### Dataset excerpts:
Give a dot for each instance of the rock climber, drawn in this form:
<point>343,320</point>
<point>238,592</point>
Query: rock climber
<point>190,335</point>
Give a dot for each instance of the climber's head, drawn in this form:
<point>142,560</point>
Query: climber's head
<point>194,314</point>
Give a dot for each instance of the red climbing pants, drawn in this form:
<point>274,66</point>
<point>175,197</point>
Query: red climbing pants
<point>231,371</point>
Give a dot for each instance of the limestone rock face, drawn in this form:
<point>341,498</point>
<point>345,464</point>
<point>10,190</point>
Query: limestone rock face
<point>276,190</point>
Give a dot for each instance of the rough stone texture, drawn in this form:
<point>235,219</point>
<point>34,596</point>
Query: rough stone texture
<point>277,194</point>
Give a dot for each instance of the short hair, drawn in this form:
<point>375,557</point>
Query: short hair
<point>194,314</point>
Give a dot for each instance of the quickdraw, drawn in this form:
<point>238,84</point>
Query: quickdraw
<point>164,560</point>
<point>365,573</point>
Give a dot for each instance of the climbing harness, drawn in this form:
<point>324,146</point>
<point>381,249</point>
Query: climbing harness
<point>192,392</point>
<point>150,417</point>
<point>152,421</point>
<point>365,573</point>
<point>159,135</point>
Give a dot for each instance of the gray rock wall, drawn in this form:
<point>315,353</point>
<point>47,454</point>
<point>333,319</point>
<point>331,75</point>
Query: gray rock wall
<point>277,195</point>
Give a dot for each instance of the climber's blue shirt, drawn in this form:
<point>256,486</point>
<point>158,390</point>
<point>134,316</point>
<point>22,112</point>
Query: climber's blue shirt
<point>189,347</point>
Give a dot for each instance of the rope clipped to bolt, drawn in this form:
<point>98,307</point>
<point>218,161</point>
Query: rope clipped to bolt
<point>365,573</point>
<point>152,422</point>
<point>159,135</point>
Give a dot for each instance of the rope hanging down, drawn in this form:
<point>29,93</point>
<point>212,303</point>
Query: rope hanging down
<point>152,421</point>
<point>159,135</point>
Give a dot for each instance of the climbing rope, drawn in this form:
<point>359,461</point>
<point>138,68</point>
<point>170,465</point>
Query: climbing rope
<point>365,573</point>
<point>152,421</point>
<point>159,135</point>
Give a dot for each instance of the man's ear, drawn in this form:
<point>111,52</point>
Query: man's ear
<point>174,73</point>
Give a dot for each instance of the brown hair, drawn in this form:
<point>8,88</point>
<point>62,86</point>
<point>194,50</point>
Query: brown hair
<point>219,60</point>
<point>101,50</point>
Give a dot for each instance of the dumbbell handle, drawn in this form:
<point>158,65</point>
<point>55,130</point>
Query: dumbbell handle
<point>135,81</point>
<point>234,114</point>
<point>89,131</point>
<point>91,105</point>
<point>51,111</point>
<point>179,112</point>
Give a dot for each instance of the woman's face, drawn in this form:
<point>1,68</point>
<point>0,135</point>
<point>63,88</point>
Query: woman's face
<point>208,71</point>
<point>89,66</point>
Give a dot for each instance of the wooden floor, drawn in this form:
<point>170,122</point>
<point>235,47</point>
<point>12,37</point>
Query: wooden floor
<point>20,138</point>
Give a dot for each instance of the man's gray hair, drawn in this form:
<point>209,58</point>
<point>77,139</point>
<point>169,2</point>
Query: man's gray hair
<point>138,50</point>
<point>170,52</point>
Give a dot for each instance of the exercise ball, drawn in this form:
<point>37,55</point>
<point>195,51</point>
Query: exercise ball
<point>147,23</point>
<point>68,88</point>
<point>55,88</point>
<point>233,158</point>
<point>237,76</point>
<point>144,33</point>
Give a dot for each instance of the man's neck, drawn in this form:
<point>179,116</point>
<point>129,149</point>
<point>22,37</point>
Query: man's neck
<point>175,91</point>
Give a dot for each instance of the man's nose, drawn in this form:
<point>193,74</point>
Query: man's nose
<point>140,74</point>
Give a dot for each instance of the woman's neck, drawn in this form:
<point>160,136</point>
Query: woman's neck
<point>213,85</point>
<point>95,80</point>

### Assignment:
Working from the material above, restate word for word the lines between the line with "<point>170,465</point>" and the line with "Give a dot for each instance of the brown", both included, and only those.

### Your response:
<point>170,465</point>
Query: climbing rope
<point>365,573</point>
<point>152,421</point>
<point>159,135</point>
Give a dot for each instance of the man's ear, drawn in this form:
<point>111,52</point>
Query: man's ear
<point>174,73</point>
Give a dot for each instance of the brown hair, drawn in this form:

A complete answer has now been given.